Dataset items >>

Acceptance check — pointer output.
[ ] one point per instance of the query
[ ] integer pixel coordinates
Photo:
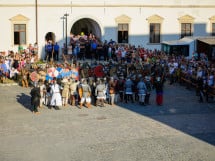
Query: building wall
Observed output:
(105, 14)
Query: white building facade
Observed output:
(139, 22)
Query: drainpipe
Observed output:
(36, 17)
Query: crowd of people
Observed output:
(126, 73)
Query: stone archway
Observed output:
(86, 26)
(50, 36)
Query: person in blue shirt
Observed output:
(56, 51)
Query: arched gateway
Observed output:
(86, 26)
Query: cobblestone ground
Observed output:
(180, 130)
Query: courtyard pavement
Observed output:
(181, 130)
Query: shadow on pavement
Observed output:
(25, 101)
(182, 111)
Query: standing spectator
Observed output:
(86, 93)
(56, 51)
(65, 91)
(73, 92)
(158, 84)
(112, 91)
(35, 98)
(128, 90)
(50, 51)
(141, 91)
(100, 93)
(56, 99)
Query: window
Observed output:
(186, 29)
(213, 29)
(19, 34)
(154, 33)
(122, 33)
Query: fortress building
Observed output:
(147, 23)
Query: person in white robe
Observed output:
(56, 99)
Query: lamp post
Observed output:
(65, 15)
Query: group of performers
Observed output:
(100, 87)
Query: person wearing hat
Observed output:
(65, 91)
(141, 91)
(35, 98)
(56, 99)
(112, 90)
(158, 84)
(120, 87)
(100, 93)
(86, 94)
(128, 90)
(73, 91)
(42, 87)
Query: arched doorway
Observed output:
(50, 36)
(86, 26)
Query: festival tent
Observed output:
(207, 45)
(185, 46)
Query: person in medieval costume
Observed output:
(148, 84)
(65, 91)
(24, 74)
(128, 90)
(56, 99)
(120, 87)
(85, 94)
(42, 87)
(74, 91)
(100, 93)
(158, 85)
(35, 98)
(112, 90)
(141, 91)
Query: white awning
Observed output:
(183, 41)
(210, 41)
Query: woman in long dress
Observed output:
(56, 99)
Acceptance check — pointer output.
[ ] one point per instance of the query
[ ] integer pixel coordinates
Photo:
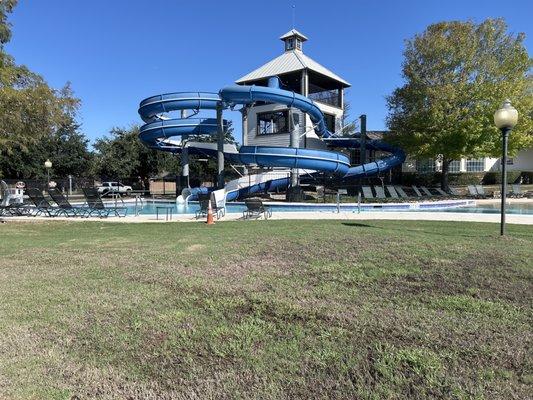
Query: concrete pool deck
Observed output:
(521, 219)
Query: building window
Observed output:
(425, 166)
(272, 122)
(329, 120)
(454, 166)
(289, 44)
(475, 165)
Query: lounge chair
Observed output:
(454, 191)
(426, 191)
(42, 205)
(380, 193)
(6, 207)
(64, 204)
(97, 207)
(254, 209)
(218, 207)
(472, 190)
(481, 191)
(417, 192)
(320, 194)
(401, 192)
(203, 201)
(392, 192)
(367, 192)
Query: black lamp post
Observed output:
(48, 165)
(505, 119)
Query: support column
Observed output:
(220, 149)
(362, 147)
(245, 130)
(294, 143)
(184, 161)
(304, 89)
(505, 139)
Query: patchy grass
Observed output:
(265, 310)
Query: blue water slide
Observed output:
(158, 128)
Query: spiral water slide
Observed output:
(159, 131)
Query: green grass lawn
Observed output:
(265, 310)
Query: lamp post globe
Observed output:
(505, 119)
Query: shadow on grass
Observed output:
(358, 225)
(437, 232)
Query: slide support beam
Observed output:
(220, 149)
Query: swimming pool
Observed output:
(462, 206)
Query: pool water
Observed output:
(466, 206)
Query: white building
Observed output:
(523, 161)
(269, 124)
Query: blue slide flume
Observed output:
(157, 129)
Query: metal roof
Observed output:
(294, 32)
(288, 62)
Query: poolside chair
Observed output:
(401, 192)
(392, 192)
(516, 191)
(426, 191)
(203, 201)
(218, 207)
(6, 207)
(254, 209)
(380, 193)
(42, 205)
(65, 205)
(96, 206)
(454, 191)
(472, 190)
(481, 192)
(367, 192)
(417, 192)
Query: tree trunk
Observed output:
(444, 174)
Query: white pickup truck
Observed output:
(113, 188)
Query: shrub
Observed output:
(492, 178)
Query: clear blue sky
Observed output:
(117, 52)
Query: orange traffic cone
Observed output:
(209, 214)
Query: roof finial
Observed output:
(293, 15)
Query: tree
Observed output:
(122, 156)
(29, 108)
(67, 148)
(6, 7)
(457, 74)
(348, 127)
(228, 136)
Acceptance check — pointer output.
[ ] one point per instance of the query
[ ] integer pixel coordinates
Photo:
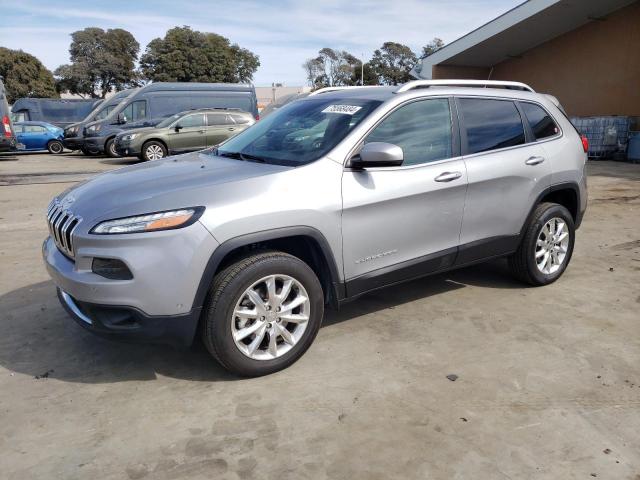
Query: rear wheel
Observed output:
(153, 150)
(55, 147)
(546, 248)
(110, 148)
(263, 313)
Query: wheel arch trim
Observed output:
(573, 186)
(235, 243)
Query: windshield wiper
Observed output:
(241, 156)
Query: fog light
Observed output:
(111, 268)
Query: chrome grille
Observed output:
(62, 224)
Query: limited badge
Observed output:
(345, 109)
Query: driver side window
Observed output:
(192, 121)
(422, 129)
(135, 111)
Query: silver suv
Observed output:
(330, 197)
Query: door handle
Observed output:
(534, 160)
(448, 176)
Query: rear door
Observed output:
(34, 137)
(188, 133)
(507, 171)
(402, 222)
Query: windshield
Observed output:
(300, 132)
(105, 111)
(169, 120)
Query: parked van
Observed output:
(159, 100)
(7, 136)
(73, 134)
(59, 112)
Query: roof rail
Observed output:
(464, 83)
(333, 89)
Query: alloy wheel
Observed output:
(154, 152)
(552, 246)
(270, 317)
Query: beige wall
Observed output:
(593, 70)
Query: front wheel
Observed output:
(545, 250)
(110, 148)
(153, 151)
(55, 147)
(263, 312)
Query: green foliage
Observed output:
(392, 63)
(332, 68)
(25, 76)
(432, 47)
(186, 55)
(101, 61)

Problem description >> Copy exactly the lines from the line containing "Query: tree trunk" through the last line of the records, both included, and omit every picture.

Full output >>
Query: tree trunk
Observed output:
(444, 174)
Query: white pickup truck
Observed output:
(113, 188)
Query: shrub
Observed output:
(492, 178)
Query: clear blue sky
Observed output:
(117, 52)
Query: orange traffic cone
Observed output:
(209, 214)
Query: roof finial
Observed output:
(293, 15)
Query: tree
Observed output:
(122, 156)
(29, 108)
(67, 148)
(6, 7)
(457, 74)
(348, 127)
(228, 136)
Acceptance check — pointer output.
[ ] one point per instance of the query
[ ] integer pixel coordinates
Photo:
Query: rear wheel
Observed output:
(153, 150)
(55, 147)
(546, 248)
(110, 148)
(263, 313)
Query: wheel arch trim
Observed output:
(573, 186)
(235, 243)
Query: windshield wiper
Observed output:
(241, 156)
Query: fog light
Observed output:
(111, 268)
Query: chrome grille
Observed output:
(62, 224)
Query: limited badge
Observed output:
(345, 109)
Query: driver side window
Observed output:
(192, 121)
(422, 129)
(135, 111)
Query: silver suv
Observed output:
(330, 197)
Query: door handle
Observed output:
(534, 160)
(448, 176)
Query: rear door
Observed output:
(34, 137)
(188, 133)
(507, 171)
(402, 222)
Query: windshield
Observed output:
(300, 132)
(105, 111)
(169, 120)
Query: parked van
Observed output:
(159, 100)
(7, 136)
(73, 134)
(59, 112)
Query: roof rail
Observed output:
(464, 83)
(333, 89)
Query: alloy wheel
Observed output:
(154, 152)
(552, 246)
(270, 317)
Query: beige wall
Observed output:
(593, 70)
Query: front wheel
Observed output:
(545, 250)
(110, 148)
(153, 151)
(55, 147)
(263, 312)
Query: green foliage
Observed output:
(392, 63)
(332, 68)
(25, 76)
(432, 47)
(186, 55)
(101, 61)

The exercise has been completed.